- _Textauszug_:
· · · ·

Eine Ausstellung zum 80. Geburtstag des Künstlers

Städt. Galerie "Villa Zanders"
Bergisch Gladbach

20. Februar - 03. April 2005

 

Nach der Ausstellung im Haus des Deutschen Ostens, München, von November 2004 bis 21.Januar 2005, wurde die "Die Welt als Mikrokosmos" am 20. Februar 2005 im Städt.Museum, "Villa Zanders" Bergisch Gladbach eröffnet.

In dieser Retrospektive werden 75 Arbeiten gezeigt, davon 30 Radierungen sowie 5 Ölgemälde mit historischen Themen. Ende 2005 wird die Ausstellung im "Schlesischen Museum zu Görlitz" zu sehen sein.

Zur Vernissage in der "Villa Zanders" hielt Dr. Hans-Hermann Cramer, Köln, die nachfolgende Rede mit dem Titel:

Die Welt als Mikrokosmos

Wie wird ein geborener Künstler zum Naturwissenschaftler und kann ein gestandener Naturwissenschaftler gleichzeitig Künstler sein? Das ist die Frage, die fast reflexartig kommt, wenn man sich mit Heinrich Jarczyk befasst. Lassen Sie mich, der ich vom Beruf her sein Kollege, von der Generation her sein Schicksalsgenosse und vom Herkommen her sein Landsmann bin, eine Antwort versuchen.

Zunächst: Biologie und Künstlertum.
Jeder Biologe lernt im ersten Semester, dass die Wissenschaft Phänomene des Lebens erforschen und beschreiben könne, aber nicht sagen kann, was Leben ist. Sie sagt damit ausdrücklich, dass es außerwissenschaftliche Näherungsmöglichkeiten gibt. Ich versuche in Gesprächen immer, dieses Faktum mit dem einleuchtenden Beispiel der Rose zu erklären. Sie ist eine Pflanze und damit ein Objekt der Biologie. Die kann die Anzahl der Blütenblätter, Staubgefäße, der Standortansprüche, des Nährstoff- und Lichtbedarfes und vieles andere erfassen. Aber die Rose ist eben auch etwas ästhetisch Schönes, eben eine Blume, sie löst optisch und durch ihren Duft Wohlgefallen beim Menschen aus, sie kann, als rote Rose zum Hochzeitstag, ein Symbol der Liebe sein und sie kann, transzendent gesehen, die Frage aufwerfen, was es wohl bewirkt hat, dass es etwas derart Vollkommenes gibt. Diese Vielschichtigkeit der Kategorien ist jedem ernsthaften Biologen geläufig. Ist es also ein Spagat zwischen Naturwissenschaft und Kunst oder gar eine Art Gespaltenheit, wenn ein künstlerisch begabter Biologe sich dem Zentralthema, dem Leben, von allen Seiten zu nähern versucht?

· · · ·

- _Material_:

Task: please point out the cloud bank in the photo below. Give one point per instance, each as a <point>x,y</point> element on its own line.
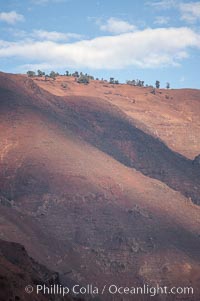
<point>149,48</point>
<point>11,17</point>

· · · ·

- _Aufgaben_:
1) Drucken Sie aus dem Text zur Jarczyk-Ausstellung den Teil ab, der mit den Worten "In dieser Retrospektive" beginnt und mit "zu sehen sein." endet.
2) Wozu dient in der Rede im Text zur Jarczyk-Ausstellung das Beispiel der Rose? Antworten Sie in ein bis drei Sätzen.
3) Schreiben Sie den Text zur Jarczyk-Ausstellung im Anschluss an seinen letzten Satz weiter.

- _Lösungen nach Nummer_:
1)
In dieser Retrospektive werden 75 Arbeiten gezeigt, davon 30 Radierungen sowie 5 Ölgemälde mit historischen Themen. Ende 2005 wird die Ausstellung im "Schlesischen Museum zu Görlitz" zu sehen sein.

2) Es soll erklären, dass die Wissenschaft Phänomene des Lebens erforschen und beschreiben, aber nicht sagen kann, was Leben ist, und dass es außerwissenschaftliche Näherungsmöglichkeiten gibt. Die Biologie kann an der Rose etwa Blütenblätter, Staubgefäße und Nährstoffbedarf erfassen. Zugleich ist die Rose aber schön, ein Symbol der Liebe und Anlass zu transzendenten Fragen.

3)
Ganz selbstverständlich ergeben sich aus dem Geschultsein in beiden Metiers Wechselwirkungen. Leben ist für den Biologen immer an Struktur gebunden. Sie sehen das in dieser Ausstellung in zahlreichen Blättern, in denen Jarczyk die Faszination der Struktur festhält - und das sind ebenso Kathedralen wie zoologische Objekte. Aber es ist gleichzeitig eben die Ästhetik der Struktur. Wer je mikroskopiert hat, weiß das. Warum sind die mikroskopisch kleinen Rädertierchen, die Radiolaren, so unglaublich schön? Der Wissenschaftler muss passen, aber der Künstler kann es umsetzen und festhalten.

Da sind wir bei einer zweiten wichtigen Vokabel. Biologie hat es immer mit Abläufen zu tun. Es ist alles im Fluss. Insofern erfasst der Biologe stets Zustände innerhalb von Abläufen. Jarczyk weiß das. Und da eine der wichtigsten Berufsvoraussetzungen des Biologen das exakte Beobachten ist, fließt diese Unbestechlichkeit des Sehens überall in sein Werk ein. Da werden Details auf einmal wesentlich, plakativ wesentlich Erscheinendes tritt zurück.
Aber noch etwas: Jeder Naturwissenschaftler wächst damit auf, dass das, was er tut, nachprüfbar, reproduzierbar sein muss. Das verlangt äußerste Exaktheit in der Methodik. Reproduzierbarkeit ist das Stichwort. Alles das, Struktur, Abläufe (oder Entwicklung), scharfes Beobachten und die Forderung nach Reproduzierbarkeit ist in Jarczyks Arbeiten eingeflossen. Denn die Genauigkeit des Hinsehens und der Dokumentation erfordern Geduld. Mal eben genialisch etwas hinhauen - das läuft nicht. Genie ist bekanntlich auch Fleiß. Und da mag unmodern sein, wer noch Radierungen macht, aber Naturwissenschaftler arbeiten eben genau, reproduzierbar, nachvollziehbar. Beliebigkeit ist nicht ihre Sache.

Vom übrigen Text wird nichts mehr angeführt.